◆ **节选**
··········

C++字符串查找和匹配相关数据结构trie ,radix Tree,hat Trie,hash table和最好的字符串哈希函数fnv 1a

June 14, 2012 | 2 Minute Read

现在认为Murmurhash3 和CityHash 还有SpookyHash都比fnv这个算法要快吧。参考http://gmd20.blog.163.com/blog/static/16843923201362985128582/

Trie 就是字典树

http://en.wikipedia.org/wiki/Trie

里面有个rie和 red black tree （红黑树）和hash table的性能比较的图，也有一些特点对比的介绍

Gnu  c++ std 的实现里面的容器

http://gcc.gnu.org/onlinedocs/libstdc++/ext/pb_ds/trie_based_containers.html

------------------------------------------

Radix tree

http://en.wikipedia.org/wiki/Radix_tree

Trie 的空间优化版本，这里又有和hash table的时间复杂度比较。

------------------------------------------------

HAT-trie:

 A Cache-conscious Trie-based Data Structure for Strings

http://crpit.com/confpapers/CRPITV62Askitis.pdf

wiki提到是 Radix tree的变异，一个cache 友好的Trie。按照论文文档，速度和空间占有和hash table不相上下。

https://github.com/chris-vaszauskas/hat-trie/tree/master/src

这里有个开源std容器风格的C++ 模板实现，是GPL协议的。

--------------------------------------------------------

hash table

c++ 库里面的hash map 或者 std::unordered_map 

hash map不是标准的std，各个厂家自己的实现，std::unordered_map 是后来标准引入的。

相比较map基于红黑树的实现，std::unordered_map就是使用hash函数来做的了。因为红黑树里面节点是有序的，所以这个无序的hash的就叫做nordered_map了。如果忽略碰撞等因素hash的查找应该比红黑树的性能要好点的。

hash_map Class

http://msdn.microsoft.com/en-us/library/0d462wfh(v=vs.71)

unordered_map Class

http://msdn.microsoft.com/en-us/library/bb982522.aspx

unordered_map

http://www.cplusplus.com/reference/stl/unordered_map/

facebook发布的folly c++库（https://github.com/facebook/folly/tree/master/folly）里面也有

AtomicHashMap.h

AtomicHashArray.h

等相关的，这个应该是支持多线程的无锁实现来的。

字符串 hash 函数

https://github.com/facebook/folly/blob/master/folly/Hash.h  这里里面有也有fnv32  fnv32_buf这个字符串哈希函数的实现代码。 这个说是最好的字符串哈希函数了。

根据网上 这篇文章 "http://programmers.stackexchange.com/questions/49550 ”（靠，百度弱智的过滤，标题和链接发布出来，google一下吧   完整的链接是后面这个地址，把“和 ”替换为英文，  http://programmers.stackexchange.com/questions/49550/which-hashing-algorithm-is-best-for-uniqueness-和-speed    ）的评测，根据随机性（碰撞少的）和速度比较，最好的哈希函数是  FNV-1a 

“Fowler–Noll–Vo hash function”

··········

记录数据
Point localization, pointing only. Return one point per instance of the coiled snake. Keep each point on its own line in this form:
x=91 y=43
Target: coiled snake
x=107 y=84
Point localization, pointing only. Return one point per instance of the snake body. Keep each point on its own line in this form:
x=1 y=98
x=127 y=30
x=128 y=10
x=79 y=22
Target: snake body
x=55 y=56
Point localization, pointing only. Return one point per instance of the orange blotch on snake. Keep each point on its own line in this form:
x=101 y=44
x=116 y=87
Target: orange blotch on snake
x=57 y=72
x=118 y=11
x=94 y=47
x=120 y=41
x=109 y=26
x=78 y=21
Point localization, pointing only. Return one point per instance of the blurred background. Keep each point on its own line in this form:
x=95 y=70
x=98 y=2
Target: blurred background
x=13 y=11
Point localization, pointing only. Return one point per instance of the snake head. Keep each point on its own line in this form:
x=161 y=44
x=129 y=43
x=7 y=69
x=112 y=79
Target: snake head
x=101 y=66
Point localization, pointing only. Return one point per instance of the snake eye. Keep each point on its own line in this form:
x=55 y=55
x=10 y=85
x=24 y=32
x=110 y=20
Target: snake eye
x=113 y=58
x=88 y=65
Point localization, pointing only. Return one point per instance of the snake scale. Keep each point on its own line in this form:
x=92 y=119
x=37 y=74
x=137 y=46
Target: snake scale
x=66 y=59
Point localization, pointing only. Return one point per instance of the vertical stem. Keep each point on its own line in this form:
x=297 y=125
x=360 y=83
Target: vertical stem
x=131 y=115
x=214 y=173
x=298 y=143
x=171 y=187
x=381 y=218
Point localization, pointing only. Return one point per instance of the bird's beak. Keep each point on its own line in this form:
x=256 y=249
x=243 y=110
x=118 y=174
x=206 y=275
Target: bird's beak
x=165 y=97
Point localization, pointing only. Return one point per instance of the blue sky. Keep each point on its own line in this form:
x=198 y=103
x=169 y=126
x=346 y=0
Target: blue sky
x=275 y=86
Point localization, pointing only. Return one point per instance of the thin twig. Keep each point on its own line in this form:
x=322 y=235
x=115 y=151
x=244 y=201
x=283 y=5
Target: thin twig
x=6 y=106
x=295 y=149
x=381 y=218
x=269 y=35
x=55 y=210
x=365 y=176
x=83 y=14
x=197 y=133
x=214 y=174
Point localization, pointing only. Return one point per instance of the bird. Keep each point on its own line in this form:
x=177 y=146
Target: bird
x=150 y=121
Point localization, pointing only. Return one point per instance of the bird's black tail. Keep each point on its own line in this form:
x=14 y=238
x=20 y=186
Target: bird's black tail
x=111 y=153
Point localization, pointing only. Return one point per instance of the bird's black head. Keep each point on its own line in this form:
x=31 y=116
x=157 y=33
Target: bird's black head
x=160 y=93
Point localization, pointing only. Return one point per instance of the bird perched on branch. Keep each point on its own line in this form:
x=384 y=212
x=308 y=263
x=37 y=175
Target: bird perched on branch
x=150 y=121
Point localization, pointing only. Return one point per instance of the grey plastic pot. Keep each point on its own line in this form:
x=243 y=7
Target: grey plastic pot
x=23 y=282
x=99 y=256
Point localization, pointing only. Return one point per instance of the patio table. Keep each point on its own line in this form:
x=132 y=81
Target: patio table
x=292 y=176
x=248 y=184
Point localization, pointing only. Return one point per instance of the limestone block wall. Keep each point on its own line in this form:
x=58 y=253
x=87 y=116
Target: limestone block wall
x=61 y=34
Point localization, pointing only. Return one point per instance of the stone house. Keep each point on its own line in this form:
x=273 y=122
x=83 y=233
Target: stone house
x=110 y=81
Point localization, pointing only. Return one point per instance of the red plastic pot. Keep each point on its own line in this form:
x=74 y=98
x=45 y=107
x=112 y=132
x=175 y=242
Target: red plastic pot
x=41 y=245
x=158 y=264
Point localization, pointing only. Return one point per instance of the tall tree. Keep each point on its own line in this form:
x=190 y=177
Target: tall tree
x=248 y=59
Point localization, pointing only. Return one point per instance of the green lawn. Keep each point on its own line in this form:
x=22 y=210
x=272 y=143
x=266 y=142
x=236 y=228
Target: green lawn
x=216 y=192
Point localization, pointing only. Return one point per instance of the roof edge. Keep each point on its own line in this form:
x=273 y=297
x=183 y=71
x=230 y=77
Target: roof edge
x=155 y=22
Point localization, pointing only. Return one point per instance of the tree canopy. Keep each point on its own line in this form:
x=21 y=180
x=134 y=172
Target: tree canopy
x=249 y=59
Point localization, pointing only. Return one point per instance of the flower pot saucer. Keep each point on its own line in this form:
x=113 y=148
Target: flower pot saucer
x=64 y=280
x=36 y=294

··········

◆ **问题陈述 1**
根据节选回答下列问题：
(a) Radix tree 是哪种结构的空间优化版本？
(b) 节选提到的 HAT-trie 开源 C++ 模板实现采用什么协议？
(c) 按节选引用的评测，最好的哈希函数是哪一个？
◆ **问题陈述 2**
将节选中从“https://github.com/chris-vaszauskas/hat-trie/tree/master/src”到“应该比红黑树的性能要好点的。”之间的文字（含首尾）重写一遍，并把其中的“红黑树”一律替换为“平衡树”。

◆ **习题解答 1**
(a) Trie（字典树）。
(b) GPL 协议。
(c) FNV-1a。

◆ **习题解答 2**
https://github.com/chris-vaszauskas/hat-trie/tree/master/src

这里有个开源std容器风格的C++ 模板实现，是GPL协议的。

--------------------------------------------------------

hash table

c++ 库里面的hash map 或者 std::unordered_map 

hash map不是标准的std，各个厂家自己的实现，std::unordered_map 是后来标准引入的。

相比较map基于平衡树的实现，std::unordered_map就是使用hash函数来做的了。因为平衡树里面节点是有序的，所以这个无序的hash的就叫做nordered_map了。如果忽略碰撞等因素hash的查找应该比平衡树的性能要好点的。